### TEXT SEGMENT
════════

Stretching from shack to shack were clothing lines draped with brightly colored sheets and fabrics. Many of the outside walls of the homes, though cracked and deteriorating, were painted in vivid shades of yellow and green. Perfectly ripened banana bunches hung from window frames and cats leaped from rooftop to rooftop in search of a bite to eat.
Some who noticed my video camera became excited and asked me to take their picture. When I pressed the record button, they stood and posed outside of their homes with serious faces. It was as if they were revealing a part of themselves to the camera, as if they were speaking with no words. As if to say: This is our home. We built it with our hands.
A family of seven, including four women and three young children, spoke to me in Zulu. My friend Muzi translated, explaining that they would like for me to come into their home. Not knowing what to expect, I cautiously followed the family into a house made of stone. The ceiling was very low so that we had to duck down while entering, and sunbeams gleamed through the uncovered, square windows. The family led me into their only bedroom where they sat and posed on a mattress that lay on the floor. They looked up at me with earnest expressions.
“The breadwinner of the family has just been killed,” Muzi told me.
Looking back at the family, I saw their faces. I recognized the loss in their eyes. And suddenly I understood why they brought me into their home. Later I was told that the breadwinner was murdered because he owed someone fifty rand, the equivalent of about seven U.S. dollars.
As I continued my journey through J Section, I saw children laughing and waving while singing “Sonni Bonnani!” Goats and chickens wondered freely among small toddlers who played with miscellaneous objects which they found on the ground. One woman washed clothing by hand in a small bucket full of water, and another woman held her baby close to her chest and asked me not to photograph her. A man wearing women’s tennis shoes shook my hand and smiled. A teenage girl, the youngest of six, invited me and the other students into her home about the size of a small bedroom where she offered us glasses of water.
This, I came to know, was the warmth and hospitality many South Africans have been taught to express in their daily lives. It is the type of welcoming that prevents any stranger from feeling like an outsider. It is the open arms that seem to instantly accept and love with no predetermined judgments. It is the acknowledgment that we are all indeed different and that our differences should be celebrated. But most importantly, it is the recognition of the fact that we are all human beings and we should treat each other as such. It is a South African tradition, a philosophy, a way of life. It is ubuntu.

════════

### LIST OF TASKS
A - According to the passage about J Section, why was the family's breadwinner murdered?
B - Resume the passage about J Section, picking up after its final sentence.
The entries have nothing to do with the passage about J Section.

### DATA SUPPLIED
════════

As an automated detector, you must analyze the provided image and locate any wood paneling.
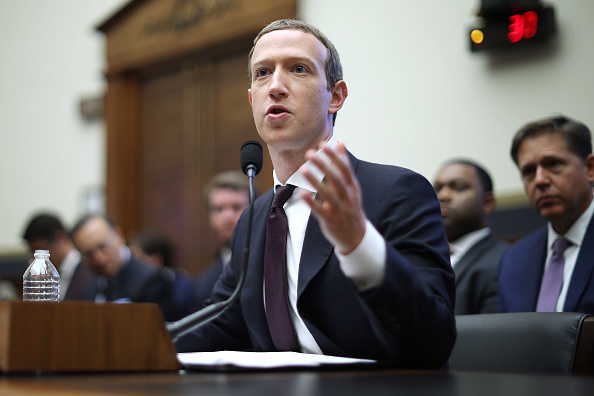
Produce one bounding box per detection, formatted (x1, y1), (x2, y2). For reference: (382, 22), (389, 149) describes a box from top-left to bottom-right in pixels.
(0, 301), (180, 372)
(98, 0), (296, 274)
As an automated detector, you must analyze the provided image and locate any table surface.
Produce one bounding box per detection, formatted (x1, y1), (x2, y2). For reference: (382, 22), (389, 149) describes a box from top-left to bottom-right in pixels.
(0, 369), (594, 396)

════════

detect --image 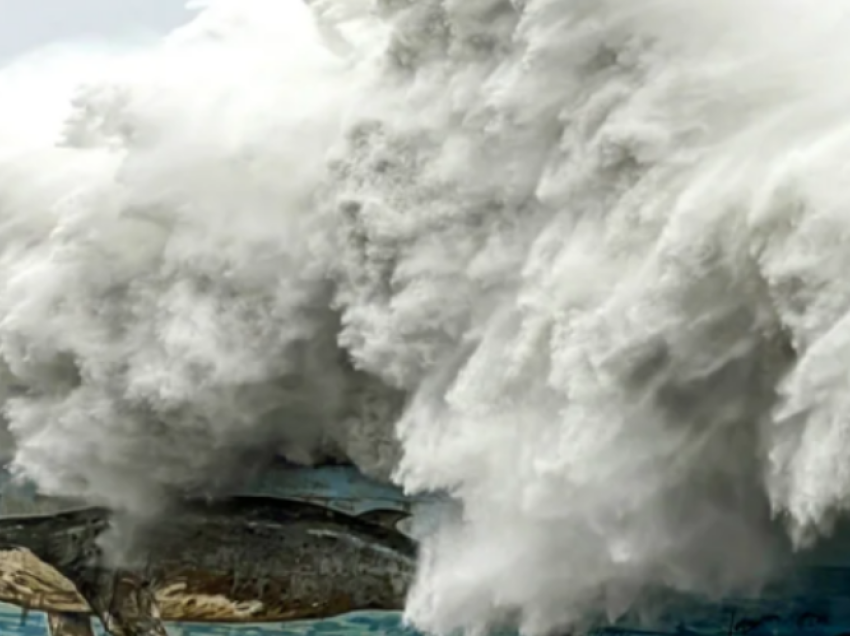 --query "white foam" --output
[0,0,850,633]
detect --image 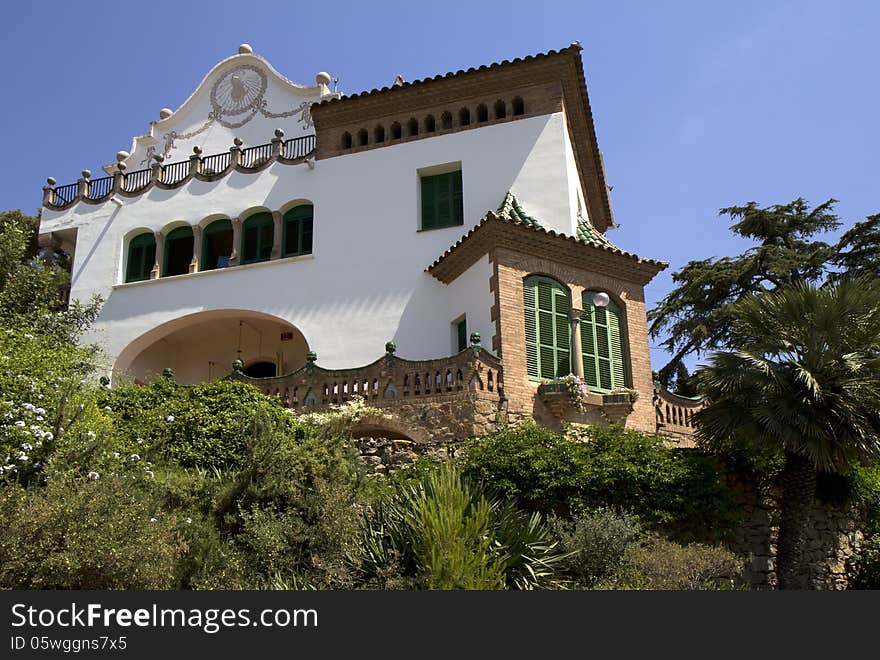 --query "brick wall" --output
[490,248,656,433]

════════

### RESULTS IN ORDER
A - He owed someone fifty rand, about seven U.S. dollars.

B -
Most of the dwellers of J-Section, in spite of the poverty, hunger, and homelessness that have plagued their informal settlement and others like it, were not skeptical of strange outsiders. Assuming that my white skin and video camera would give me away as a wealthy, ill-mannered tourist with little understanding of South Africa and its complex history of struggle and oppression, I found myself trying to blend in as much as possible. The people obviously noticed me nonetheless, yet I was not treated as a stranger but as a guest, and to my surprise, my American clothing and my sincere attempts at speaking Zulu were met with friendly smiles and laughter.
Looking back, my role in South Africa seemed to be primarily one of observation. Before I left, I had been told by many that studying abroad inevitably expands one’s way of thinking, unavoidably opens one’s eyes to a new way of seeing. What they did not tell me was that this new way of seeing would be permanent, for it replaces one’s old eyes with a new pair. My experience in South Africa was rich and complex, full of surprises and new awakenings, bursting with diversity and unexpected love. They taught me to ride the always rocking waves of life. They taught me to sing and dance devoid of inhibition. They taught me ubuntu. I witnessed tears of joy and tears of sorrow. I felt lost and vulnerable, but secure when surrounded by the benevolence of others. I saw the suffering and heartache of hundreds of blameless people. But just as the world changes with time, so may the sunrise bring hope where it once was forgotten.